What is being asked: Give again, exactly, every line of the entries below from the one that has "Expected: a point placed on each instance of the dorsal" to the last.

Listed records:
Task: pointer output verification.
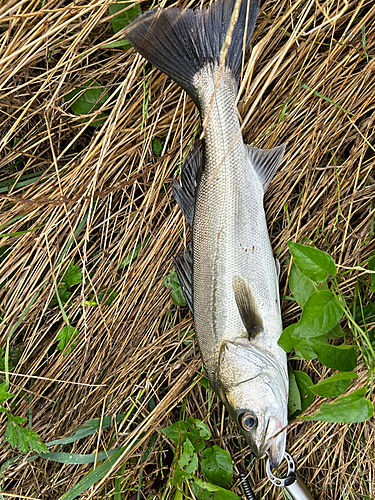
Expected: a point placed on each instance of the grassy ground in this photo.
(91, 196)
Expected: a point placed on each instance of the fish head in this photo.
(254, 388)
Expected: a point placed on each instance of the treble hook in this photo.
(291, 481)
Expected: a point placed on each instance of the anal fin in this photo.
(247, 307)
(265, 162)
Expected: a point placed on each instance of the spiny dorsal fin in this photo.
(181, 42)
(184, 268)
(247, 307)
(265, 162)
(184, 193)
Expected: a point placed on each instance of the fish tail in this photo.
(182, 42)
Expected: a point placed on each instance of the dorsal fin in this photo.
(265, 162)
(184, 193)
(182, 42)
(247, 307)
(184, 268)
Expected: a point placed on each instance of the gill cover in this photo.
(254, 389)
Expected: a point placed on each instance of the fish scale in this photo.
(230, 236)
(230, 280)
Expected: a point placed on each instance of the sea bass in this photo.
(229, 275)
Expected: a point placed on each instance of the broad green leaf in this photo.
(65, 336)
(304, 348)
(347, 409)
(294, 401)
(313, 263)
(89, 100)
(171, 281)
(187, 463)
(24, 439)
(92, 477)
(4, 394)
(75, 458)
(72, 276)
(334, 386)
(217, 466)
(193, 429)
(286, 341)
(336, 333)
(304, 383)
(300, 286)
(321, 313)
(366, 314)
(342, 358)
(208, 491)
(121, 20)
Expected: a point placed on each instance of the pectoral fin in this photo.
(247, 307)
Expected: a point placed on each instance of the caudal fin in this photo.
(181, 42)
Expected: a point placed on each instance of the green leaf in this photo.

Response for this exercise:
Expected: a point placed on each instance of the dorsal fin in this photo.
(265, 162)
(184, 193)
(182, 42)
(247, 307)
(184, 268)
Expected: a point placed on each instance of the gill cover in this photo.
(254, 389)
Expected: a point placed on each instance of the fish scale in this photo.
(230, 236)
(230, 280)
Expected: a point placed on each instance of the sea bass in this photo.
(229, 275)
Expected: a point placed on each instance of the broad green leaf in this photo.
(65, 336)
(304, 348)
(347, 409)
(294, 401)
(313, 263)
(89, 100)
(171, 281)
(187, 463)
(24, 439)
(92, 477)
(4, 394)
(75, 458)
(72, 276)
(334, 386)
(217, 466)
(193, 429)
(286, 341)
(336, 333)
(304, 383)
(300, 286)
(321, 313)
(366, 314)
(342, 358)
(208, 491)
(121, 20)
Expected: a point placed on each instance of the pectoral fin in this photo.
(247, 307)
Expected: a point placed on each instance of the caudal fin in this photo.
(181, 42)
Expected: a point placed on each instance of the green leaf in this photo.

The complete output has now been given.